# TASK DETAILS:
Give the lines in the part that opens with the line containing "output [[498, 79]]." and closes with the line containing "[[422, 227]]" as a Markdown table with the columns No. and Line. Include both end lines and skip any blank ones.

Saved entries
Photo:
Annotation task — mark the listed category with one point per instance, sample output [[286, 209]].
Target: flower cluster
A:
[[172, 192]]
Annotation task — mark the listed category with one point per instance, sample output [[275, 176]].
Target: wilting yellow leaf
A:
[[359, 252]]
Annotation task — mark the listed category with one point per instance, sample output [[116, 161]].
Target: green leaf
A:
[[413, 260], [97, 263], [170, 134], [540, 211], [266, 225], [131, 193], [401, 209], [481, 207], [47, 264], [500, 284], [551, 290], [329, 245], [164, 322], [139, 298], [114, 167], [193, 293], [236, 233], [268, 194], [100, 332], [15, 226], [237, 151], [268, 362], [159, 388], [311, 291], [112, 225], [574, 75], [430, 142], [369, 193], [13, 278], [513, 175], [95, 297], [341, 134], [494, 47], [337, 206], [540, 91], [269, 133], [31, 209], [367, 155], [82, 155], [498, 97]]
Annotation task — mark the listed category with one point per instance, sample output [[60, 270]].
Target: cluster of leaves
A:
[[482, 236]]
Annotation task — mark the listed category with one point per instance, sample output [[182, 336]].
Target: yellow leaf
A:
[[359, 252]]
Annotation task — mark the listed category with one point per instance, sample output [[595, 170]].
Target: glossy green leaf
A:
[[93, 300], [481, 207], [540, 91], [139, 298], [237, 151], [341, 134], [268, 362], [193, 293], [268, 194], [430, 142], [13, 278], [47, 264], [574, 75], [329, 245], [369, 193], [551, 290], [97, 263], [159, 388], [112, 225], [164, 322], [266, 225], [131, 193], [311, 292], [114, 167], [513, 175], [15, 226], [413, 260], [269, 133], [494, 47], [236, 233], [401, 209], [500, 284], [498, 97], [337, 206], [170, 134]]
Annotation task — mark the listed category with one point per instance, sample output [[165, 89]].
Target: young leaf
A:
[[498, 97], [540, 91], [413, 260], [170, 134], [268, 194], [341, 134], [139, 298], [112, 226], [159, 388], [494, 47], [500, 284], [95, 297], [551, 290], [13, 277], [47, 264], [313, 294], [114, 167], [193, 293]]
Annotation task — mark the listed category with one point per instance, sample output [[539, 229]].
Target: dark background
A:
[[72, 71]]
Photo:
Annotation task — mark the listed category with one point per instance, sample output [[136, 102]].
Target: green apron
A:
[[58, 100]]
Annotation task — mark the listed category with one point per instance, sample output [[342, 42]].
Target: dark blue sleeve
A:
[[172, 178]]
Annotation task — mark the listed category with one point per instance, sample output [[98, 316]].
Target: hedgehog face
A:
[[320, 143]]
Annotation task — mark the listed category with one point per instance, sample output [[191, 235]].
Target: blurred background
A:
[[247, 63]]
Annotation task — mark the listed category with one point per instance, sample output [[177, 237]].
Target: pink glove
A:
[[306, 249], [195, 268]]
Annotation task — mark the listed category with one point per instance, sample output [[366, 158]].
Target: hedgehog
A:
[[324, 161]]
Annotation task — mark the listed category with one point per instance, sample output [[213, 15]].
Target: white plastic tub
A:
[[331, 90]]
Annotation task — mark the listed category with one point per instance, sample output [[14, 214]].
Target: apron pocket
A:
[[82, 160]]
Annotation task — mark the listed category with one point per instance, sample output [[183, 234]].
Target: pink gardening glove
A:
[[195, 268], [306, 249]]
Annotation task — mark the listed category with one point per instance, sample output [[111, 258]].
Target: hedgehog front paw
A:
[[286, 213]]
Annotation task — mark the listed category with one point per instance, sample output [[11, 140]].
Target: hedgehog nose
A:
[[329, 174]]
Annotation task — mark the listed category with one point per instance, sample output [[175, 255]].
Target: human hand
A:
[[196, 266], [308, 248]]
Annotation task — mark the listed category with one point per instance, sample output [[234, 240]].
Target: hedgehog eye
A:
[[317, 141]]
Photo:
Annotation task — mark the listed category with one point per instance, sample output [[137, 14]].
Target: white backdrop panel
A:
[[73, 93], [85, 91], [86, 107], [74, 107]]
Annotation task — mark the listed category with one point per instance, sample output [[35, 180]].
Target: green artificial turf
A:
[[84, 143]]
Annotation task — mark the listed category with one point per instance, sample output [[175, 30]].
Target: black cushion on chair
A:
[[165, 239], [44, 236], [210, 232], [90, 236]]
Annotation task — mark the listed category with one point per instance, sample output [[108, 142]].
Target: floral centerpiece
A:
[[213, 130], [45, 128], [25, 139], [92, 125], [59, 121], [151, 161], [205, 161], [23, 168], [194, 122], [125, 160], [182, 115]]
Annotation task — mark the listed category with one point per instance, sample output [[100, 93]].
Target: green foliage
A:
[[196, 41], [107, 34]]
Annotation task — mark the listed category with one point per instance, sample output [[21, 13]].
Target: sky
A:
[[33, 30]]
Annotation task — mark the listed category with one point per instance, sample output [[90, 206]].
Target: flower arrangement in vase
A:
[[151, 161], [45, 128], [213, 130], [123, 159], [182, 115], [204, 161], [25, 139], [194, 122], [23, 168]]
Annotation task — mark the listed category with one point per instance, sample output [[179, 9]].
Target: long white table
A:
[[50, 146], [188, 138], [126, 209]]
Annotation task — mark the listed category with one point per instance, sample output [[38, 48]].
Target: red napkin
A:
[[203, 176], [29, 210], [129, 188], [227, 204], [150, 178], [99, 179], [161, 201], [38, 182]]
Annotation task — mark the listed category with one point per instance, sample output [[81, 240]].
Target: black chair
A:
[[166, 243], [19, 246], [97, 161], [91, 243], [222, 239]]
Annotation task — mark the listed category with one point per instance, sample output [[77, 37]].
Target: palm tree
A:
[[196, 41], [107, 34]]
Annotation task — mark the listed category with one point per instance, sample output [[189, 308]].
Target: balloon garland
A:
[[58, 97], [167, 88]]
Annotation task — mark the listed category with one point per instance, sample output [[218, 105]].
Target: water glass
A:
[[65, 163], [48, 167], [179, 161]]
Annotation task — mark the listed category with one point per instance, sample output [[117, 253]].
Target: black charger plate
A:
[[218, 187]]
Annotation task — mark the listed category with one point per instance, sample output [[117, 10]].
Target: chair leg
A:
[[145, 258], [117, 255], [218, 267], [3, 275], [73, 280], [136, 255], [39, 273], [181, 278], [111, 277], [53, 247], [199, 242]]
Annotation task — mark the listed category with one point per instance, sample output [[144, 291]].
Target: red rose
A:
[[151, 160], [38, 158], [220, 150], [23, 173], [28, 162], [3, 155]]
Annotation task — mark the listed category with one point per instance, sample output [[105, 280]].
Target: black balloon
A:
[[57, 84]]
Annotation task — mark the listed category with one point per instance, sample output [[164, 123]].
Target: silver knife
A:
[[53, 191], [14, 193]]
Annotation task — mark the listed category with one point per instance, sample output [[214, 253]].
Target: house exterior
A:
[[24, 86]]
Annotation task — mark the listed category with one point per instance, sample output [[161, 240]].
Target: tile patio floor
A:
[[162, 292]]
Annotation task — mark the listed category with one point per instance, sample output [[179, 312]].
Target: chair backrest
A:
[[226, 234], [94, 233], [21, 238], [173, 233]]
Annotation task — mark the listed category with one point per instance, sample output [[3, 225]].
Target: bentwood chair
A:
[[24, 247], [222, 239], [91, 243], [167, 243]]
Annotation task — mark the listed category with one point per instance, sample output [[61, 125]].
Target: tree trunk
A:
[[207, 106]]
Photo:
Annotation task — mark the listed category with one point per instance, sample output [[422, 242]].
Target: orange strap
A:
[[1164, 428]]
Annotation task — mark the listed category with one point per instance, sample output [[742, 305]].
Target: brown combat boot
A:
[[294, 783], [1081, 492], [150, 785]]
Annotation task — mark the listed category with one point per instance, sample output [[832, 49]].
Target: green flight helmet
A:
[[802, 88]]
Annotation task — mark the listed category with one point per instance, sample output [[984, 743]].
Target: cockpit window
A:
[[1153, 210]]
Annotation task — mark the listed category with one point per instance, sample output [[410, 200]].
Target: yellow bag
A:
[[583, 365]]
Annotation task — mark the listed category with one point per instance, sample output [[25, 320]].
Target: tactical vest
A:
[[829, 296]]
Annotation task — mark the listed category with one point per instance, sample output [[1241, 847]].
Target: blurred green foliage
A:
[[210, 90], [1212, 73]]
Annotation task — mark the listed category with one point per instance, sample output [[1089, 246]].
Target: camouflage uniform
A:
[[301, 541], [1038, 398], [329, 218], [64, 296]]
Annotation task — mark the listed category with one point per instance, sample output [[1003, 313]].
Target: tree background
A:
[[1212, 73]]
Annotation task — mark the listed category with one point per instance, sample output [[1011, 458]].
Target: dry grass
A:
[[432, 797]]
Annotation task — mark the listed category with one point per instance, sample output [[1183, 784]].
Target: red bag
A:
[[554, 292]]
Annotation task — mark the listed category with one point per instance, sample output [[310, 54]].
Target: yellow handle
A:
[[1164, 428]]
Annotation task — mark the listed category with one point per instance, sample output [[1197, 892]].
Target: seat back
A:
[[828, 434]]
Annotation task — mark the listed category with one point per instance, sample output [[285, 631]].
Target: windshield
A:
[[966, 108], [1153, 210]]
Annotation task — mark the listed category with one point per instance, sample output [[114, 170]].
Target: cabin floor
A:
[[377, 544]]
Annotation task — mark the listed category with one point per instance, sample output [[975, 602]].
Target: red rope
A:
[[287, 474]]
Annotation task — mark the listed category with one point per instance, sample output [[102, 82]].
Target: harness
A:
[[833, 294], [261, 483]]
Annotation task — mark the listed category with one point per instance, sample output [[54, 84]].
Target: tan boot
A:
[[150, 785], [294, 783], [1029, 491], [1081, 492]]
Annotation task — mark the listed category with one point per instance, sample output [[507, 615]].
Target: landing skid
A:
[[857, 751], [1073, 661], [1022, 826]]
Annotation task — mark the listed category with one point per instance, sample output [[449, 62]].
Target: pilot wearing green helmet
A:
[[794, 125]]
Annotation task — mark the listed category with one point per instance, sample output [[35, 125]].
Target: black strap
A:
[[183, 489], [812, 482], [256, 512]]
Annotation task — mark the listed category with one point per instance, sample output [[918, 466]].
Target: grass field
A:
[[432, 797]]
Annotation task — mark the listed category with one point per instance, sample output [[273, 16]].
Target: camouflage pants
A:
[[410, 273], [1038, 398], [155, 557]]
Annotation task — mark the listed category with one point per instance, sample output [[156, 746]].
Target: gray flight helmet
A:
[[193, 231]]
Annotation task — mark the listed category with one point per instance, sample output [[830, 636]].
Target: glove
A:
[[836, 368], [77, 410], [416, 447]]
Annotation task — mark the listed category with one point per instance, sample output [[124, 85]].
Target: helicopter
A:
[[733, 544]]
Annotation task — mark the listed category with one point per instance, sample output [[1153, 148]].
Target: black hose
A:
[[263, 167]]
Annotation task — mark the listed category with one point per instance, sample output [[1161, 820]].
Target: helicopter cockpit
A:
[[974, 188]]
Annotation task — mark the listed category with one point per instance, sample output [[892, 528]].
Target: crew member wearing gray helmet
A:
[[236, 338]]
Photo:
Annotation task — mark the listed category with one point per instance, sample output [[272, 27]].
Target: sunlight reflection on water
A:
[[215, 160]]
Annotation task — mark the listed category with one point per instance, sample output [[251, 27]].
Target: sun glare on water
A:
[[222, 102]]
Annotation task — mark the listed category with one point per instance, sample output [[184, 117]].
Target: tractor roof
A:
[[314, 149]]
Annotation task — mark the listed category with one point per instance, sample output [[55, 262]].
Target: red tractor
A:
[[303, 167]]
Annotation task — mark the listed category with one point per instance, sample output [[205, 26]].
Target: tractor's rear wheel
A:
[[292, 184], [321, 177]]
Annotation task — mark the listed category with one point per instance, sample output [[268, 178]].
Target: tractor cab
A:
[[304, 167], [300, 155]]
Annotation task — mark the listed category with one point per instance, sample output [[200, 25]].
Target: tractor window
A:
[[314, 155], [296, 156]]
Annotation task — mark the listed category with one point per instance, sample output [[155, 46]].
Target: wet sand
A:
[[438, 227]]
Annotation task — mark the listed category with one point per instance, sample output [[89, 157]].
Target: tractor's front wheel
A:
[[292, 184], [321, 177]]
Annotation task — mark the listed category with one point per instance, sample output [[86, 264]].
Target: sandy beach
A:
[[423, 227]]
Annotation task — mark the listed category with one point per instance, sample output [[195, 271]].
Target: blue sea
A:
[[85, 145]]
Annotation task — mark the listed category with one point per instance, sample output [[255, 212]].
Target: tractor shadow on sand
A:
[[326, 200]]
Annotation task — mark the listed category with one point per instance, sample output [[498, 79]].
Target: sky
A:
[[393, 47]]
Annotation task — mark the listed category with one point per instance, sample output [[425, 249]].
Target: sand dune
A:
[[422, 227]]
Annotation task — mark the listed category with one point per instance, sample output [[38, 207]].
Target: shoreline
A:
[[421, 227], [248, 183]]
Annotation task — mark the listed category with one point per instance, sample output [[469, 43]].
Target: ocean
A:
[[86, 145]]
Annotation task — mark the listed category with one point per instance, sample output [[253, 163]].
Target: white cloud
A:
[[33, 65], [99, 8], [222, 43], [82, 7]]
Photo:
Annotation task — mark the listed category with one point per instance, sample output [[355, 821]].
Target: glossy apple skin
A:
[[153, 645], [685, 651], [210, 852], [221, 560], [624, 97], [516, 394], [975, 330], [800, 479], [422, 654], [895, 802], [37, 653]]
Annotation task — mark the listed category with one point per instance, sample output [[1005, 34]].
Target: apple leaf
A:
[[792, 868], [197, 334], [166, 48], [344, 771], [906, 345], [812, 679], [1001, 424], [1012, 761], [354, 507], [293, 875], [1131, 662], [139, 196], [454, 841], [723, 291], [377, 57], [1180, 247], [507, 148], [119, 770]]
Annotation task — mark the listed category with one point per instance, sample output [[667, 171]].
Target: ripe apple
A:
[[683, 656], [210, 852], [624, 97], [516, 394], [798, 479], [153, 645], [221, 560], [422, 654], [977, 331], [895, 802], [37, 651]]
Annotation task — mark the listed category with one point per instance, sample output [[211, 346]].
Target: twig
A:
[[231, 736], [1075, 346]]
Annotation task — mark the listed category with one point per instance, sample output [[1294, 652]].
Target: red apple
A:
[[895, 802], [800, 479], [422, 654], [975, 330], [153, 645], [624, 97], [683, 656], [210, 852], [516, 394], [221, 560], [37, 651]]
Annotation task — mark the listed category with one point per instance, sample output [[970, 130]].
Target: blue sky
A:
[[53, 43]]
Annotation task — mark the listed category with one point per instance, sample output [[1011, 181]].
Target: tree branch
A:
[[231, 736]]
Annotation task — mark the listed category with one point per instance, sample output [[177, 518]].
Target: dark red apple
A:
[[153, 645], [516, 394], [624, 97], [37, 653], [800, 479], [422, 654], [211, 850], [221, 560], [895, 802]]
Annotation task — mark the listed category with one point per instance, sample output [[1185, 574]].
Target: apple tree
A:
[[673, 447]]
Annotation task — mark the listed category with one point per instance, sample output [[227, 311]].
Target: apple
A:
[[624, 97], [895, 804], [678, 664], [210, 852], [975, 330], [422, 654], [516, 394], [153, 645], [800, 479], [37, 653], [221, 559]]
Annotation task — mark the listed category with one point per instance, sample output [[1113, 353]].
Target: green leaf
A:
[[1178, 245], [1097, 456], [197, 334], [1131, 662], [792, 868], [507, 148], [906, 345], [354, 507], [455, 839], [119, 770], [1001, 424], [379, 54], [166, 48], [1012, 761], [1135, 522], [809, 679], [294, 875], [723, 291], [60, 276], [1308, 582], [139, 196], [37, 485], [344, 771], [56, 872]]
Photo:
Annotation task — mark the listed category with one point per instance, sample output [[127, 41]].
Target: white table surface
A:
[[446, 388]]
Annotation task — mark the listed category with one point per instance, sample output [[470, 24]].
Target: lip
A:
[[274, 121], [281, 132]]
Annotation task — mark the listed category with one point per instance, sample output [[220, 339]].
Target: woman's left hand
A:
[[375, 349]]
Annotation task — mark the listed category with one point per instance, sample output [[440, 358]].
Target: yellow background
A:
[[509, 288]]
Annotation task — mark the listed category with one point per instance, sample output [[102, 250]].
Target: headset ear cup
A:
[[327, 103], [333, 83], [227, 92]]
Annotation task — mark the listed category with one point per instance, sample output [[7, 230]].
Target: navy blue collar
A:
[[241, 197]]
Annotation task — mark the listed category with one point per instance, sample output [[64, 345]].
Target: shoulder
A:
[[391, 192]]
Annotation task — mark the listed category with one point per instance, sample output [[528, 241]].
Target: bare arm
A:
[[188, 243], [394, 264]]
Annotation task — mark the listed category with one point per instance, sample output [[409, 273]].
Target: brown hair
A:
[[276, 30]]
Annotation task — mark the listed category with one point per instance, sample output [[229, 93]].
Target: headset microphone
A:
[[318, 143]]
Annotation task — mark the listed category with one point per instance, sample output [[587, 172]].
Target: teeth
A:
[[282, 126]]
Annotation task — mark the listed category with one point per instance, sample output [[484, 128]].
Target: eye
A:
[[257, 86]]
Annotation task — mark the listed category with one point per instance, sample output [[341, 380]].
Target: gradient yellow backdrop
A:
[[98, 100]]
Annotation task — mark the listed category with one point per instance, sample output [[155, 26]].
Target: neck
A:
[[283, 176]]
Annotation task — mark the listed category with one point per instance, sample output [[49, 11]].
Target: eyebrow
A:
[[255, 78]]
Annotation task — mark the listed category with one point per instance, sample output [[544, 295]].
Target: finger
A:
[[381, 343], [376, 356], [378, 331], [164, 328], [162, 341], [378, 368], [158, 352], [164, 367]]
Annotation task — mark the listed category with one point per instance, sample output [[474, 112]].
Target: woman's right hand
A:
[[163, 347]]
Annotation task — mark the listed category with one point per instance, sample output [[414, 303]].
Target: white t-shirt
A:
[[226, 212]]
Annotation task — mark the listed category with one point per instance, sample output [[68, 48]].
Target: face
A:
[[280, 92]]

# EXERCISE OUTPUT:
| No. | Line |
|---|---|
| 1 | Annotation task — mark the listed category with one point per instance, sample output [[498, 79]]. |
| 2 | Target: sky |
| 3 | A: |
| 4 | [[393, 47]] |
| 5 | Annotation task — mark the listed category with one point per instance, sample output [[425, 249]]. |
| 6 | Target: sand dune |
| 7 | A: |
| 8 | [[422, 227]] |